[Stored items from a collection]
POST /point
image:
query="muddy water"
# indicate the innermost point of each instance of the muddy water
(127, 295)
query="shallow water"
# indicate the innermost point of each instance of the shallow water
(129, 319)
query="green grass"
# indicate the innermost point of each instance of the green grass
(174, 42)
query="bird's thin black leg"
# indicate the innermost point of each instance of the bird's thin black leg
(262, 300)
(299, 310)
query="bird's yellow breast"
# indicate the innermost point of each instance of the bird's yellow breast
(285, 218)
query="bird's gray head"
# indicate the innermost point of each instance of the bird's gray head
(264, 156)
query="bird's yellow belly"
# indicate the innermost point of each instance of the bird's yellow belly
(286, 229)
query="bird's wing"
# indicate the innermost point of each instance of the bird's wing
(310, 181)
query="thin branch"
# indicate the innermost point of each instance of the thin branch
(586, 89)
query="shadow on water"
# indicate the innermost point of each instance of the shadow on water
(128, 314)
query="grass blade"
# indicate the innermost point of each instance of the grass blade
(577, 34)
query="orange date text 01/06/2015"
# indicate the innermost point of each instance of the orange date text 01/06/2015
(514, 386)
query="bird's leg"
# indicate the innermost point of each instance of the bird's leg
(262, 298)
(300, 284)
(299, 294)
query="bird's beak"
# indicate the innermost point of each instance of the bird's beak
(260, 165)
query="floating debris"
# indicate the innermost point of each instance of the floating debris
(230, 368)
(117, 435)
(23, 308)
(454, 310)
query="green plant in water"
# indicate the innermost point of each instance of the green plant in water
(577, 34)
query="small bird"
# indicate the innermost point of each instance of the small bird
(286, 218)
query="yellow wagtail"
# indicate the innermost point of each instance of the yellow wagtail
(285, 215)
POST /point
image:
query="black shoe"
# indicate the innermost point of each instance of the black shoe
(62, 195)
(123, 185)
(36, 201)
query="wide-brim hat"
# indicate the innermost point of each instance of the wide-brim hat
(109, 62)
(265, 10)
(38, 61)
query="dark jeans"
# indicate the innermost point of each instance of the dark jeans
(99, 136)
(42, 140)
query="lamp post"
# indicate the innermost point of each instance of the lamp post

== What you are asked to do ==
Quote every record above exactly.

== Solution to this problem ==
POST /point
image:
query="muddy water"
# indicate the innermost point of each instance of the muddy water
(127, 295)
query="shallow water"
# indicate the innermost point of each instance of the shallow water
(129, 319)
query="green grass"
# indicate the innermost point of each instance of the green grass
(174, 42)
query="bird's thin black leg"
# indicate the innermost point of each instance of the bird's thin black leg
(262, 300)
(299, 310)
query="bird's yellow breast"
# indicate the innermost point of each instance of the bird's yellow breast
(285, 218)
query="bird's gray head"
# indicate the innermost point of each instance of the bird's gray head
(264, 156)
query="bird's yellow belly"
# indicate the innermost point of each instance of the bird's yellow belly
(286, 229)
query="bird's wing"
# indicate the innermost point of each instance of the bird's wing
(310, 181)
query="thin branch"
# indicate the innermost point of each instance of the thin branch
(586, 89)
query="shadow on water"
# indicate the innermost point of each instance of the shadow on water
(128, 314)
query="grass blade"
# indicate the innermost point of each instance of the grass blade
(577, 34)
query="orange date text 01/06/2015"
# indicate the innermost point of each instance of the orange date text 01/06/2015
(514, 386)
query="bird's leg"
# indicate the innermost point of each instance of the bird's leg
(262, 298)
(300, 284)
(299, 294)
query="bird's beak"
# indicate the innermost point of each instance of the bird's beak
(260, 165)
query="floating debris"
# indicate the innermost point of each instance of the floating debris
(230, 368)
(117, 435)
(23, 308)
(454, 310)
query="green plant in water"
# indicate the innermost point of each instance of the green plant in water
(577, 34)
query="small bird"
# indicate the innermost point of each instance of the small bird
(286, 218)
query="yellow wagtail"
# indicate the innermost point of each instance of the yellow wagtail
(285, 215)
POST /point
image:
query="black shoe"
# indicate the innermost point of each instance of the black shoe
(62, 195)
(123, 185)
(36, 201)
query="wide-brim hat"
# indicate the innermost point of each instance of the wide-brim hat
(109, 62)
(265, 10)
(38, 61)
query="dark jeans"
# indicate the innermost point of each instance of the dark jeans
(99, 136)
(42, 140)
query="lamp post"
# indicate the innermost point of each instance of the lamp post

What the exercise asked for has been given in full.